GIVEN INSTRUCTION. Reproduce the data below, swapping each "trace" for "segment" and keeping everything else identical.

** START **

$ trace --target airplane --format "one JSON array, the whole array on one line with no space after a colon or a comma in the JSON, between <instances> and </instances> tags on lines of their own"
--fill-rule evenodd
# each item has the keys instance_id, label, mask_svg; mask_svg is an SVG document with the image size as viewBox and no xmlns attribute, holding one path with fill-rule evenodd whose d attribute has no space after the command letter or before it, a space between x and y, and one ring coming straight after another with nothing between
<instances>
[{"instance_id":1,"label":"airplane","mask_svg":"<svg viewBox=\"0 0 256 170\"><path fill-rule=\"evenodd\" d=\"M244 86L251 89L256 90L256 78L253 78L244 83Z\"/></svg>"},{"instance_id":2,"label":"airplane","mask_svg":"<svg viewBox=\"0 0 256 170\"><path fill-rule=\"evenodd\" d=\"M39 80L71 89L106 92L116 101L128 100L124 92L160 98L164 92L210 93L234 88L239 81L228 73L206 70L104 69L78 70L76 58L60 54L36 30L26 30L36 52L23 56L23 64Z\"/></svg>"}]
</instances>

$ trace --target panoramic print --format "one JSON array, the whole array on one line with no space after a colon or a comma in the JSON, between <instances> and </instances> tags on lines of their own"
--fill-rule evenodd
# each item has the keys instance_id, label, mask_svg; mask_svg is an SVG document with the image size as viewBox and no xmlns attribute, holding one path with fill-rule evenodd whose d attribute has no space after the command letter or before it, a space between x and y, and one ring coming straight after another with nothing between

** END **

SOLUTION TO THIS EXERCISE.
$ segment --target airplane --format "one JSON array, the whole array on one line with no space after a colon or a comma in the JSON, between <instances> and </instances> tags on lines of their own"
--fill-rule evenodd
# each item has the keys instance_id, label, mask_svg; mask_svg is an SVG document with the image size as viewBox and no xmlns attribute, holding one path with fill-rule evenodd whose d attribute has no space after the command letter or before it, a space between x and y, and one ring coming straight after another with nothing between
<instances>
[{"instance_id":1,"label":"airplane","mask_svg":"<svg viewBox=\"0 0 256 170\"><path fill-rule=\"evenodd\" d=\"M244 86L251 89L256 90L256 78L253 78L244 83Z\"/></svg>"},{"instance_id":2,"label":"airplane","mask_svg":"<svg viewBox=\"0 0 256 170\"><path fill-rule=\"evenodd\" d=\"M39 80L71 89L106 92L116 101L128 100L124 92L160 98L164 92L210 93L234 88L239 81L228 73L206 70L104 69L78 70L76 58L60 54L36 30L26 30L36 52L23 56L23 64Z\"/></svg>"}]
</instances>

$ segment --target panoramic print --format "one JSON array, the whole array on one line with no space after a colon or a comma in the JSON, between <instances> and </instances> tags on lines of their own"
--fill-rule evenodd
# each item has the keys instance_id, label, mask_svg; mask_svg is an SVG document with the image size as viewBox and no xmlns attribute, holding one path with fill-rule evenodd whose d attribute has no space after the command letter or before it, a space between x and y, and one ring coming straight after another with nothing between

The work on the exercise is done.